- [Yapılacaklar]:
A – Da 5 Bloods eleştirisinde "Da 5 Bloods: Bir" ile "üzerindeki etkisine eğiliyor." arasındaki bölümü, bu iki kısım da dahil olmak üzere aynen tekrarlayın.
B – Da 5 Bloods eleştirisini kaldığı yerden alıp sürdürün.

- [Alıntı metin]:
YAZARLAR

Da 5 Bloods: Bir savaş asla bitmez!

‘Apocalypse Now’dan ‘The Deer Hunter’ a kadar birçok önemli film Vietnam Savaşı'nın korkunçluğuna ve bu savaşta yaşanan büyük travmaların insanlar üzerinde nasıl sonuçlandığına dair çok başarılı sinematografik örnekler sunmuş hatta bazıları başyapıt mertebesine yükselip sinema antolojisine geçmiştir. Bu tür filmler çoğunlukla başta Amerika olmak üzere bütün dünyayı etkileyen bu savaşın, yani Vietnam Savaşı'nın nasıl olduğunu göstermeye çalışırken, ‘Da 5 bloods’ daha çok bunun, kendisinin de üyesi olduğu Afro-Amerikanlar üzerindeki etkisine eğiliyor.

Amerikan sinemasının önemli ve en politik yönetmenlerinden biri olan Spike Lee’nin son filmi ‘Da 5 bloods’ aslında, yönetmenin kariyeri ve (sinemasal) başarılarını göz önüne aldığımızda, yeni bir önemli yapım olmak için her şeye sahipmiş izlenimi veriyor: Yönetmenin vazgeçilmez teması olan ‘Afro-Amerikanlara karşı uygulanan ırkçılığı, üstelik bunun en fazla hissedildiği bir dönemde yani özellikle Vietnam Savaşı'nı da kapsayan 1960-70’ler arasındaki zaman dilimindeki bir hikayede dile getirme fırsatı… Bunu yaparken başkarakterlerini bu sancılı dönemi adeta iliklerine kadar yaşamış dört siyahi ‘Vietnam gazisi’ olarak kurmak… Ayrıca Amerika tarihinde asla tam olarak kaybolmamış ve son haftalarda yaşanan ‘ırkçı polis zulmüyle’ tekrar ön plana çıkan ‘eşitlikçi’ eylemlerin bütün dünyayı sarması ve önce iptal edilen Cannes Film Festivali için düşünülen (Lee jüri başkanı olacağı için film yarışma dışı gösterilecekti!) filmin Netflix kanalında sunulması, Spike Lee’nin bir kez daha, hiç de azımsanmayacak bir izleyici kitlesine ulaşacağını işaret ediyor. Kim bilir?... Belki bu ‘hamle’ Cannes Festivali ile Netflix kanalı arasındaki ‘buzların’ erimesini de sağlayabilir!

- [Verilen satırlar]:
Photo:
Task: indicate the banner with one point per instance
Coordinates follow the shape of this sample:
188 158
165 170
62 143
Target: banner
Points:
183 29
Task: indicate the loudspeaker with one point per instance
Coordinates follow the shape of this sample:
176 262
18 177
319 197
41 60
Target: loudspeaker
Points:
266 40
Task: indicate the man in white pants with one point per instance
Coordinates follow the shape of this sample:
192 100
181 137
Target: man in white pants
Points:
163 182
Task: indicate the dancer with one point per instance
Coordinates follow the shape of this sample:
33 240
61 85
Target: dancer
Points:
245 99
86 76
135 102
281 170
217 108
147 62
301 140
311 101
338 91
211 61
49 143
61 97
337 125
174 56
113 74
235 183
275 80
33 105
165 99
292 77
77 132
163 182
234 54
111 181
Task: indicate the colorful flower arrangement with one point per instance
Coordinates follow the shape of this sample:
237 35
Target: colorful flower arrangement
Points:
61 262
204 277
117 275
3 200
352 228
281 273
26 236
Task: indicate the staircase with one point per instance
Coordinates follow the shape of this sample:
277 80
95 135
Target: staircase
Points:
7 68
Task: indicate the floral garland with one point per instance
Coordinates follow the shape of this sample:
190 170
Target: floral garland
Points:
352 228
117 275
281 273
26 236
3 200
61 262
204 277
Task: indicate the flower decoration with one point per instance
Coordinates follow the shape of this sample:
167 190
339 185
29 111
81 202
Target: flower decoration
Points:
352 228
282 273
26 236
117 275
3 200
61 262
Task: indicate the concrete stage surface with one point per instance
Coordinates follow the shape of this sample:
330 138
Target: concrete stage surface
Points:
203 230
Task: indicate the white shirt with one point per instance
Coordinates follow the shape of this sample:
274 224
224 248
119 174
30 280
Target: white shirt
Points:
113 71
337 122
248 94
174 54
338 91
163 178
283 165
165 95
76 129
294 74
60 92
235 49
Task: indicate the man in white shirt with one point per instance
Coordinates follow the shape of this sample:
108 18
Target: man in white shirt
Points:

- [Alıştırma sonuçları]:
A –
Da 5 Bloods: Bir savaş asla bitmez!

‘Apocalypse Now’dan ‘The Deer Hunter’ a kadar birçok önemli film Vietnam Savaşı'nın korkunçluğuna ve bu savaşta yaşanan büyük travmaların insanlar üzerinde nasıl sonuçlandığına dair çok başarılı sinematografik örnekler sunmuş hatta bazıları başyapıt mertebesine yükselip sinema antolojisine geçmiştir. Bu tür filmler çoğunlukla başta Amerika olmak üzere bütün dünyayı etkileyen bu savaşın, yani Vietnam Savaşı'nın nasıl olduğunu göstermeye çalışırken, ‘Da 5 bloods’ daha çok bunun, kendisinin de üyesi olduğu Afro-Amerikanlar üzerindeki etkisine eğiliyor.

B –
Zamanında Vietnam savaşında aynı bölükte görev yapmış dört Afro-Amerikan arkadaş Paul, Melvin, Eddie ve Otis, 50 yıl sonra verdikleri bir sözü tutmak için Vietnam’da buluşurlar: İlk ve asıl hedef savaş sırasında kaybettikleri ve nerede gömülü olduğu belli olmayan arkadaşları (ve o zaman grubun lideri) Norman’ı bulmak gibi görünse de aynı zamanda kaybolan bir kasa dolusu altı külçenin de peşindedirler! Şehir merkezinin dışında, ormanın içinde gerçekleşecek bu arama/keşif seferi, davetsiz misafirler, bölgede ‘arta kalan’ mayınlar ve grup içerisinde baş gösteren çatışmalar ile daha tehlikeli bir hale gelecektir.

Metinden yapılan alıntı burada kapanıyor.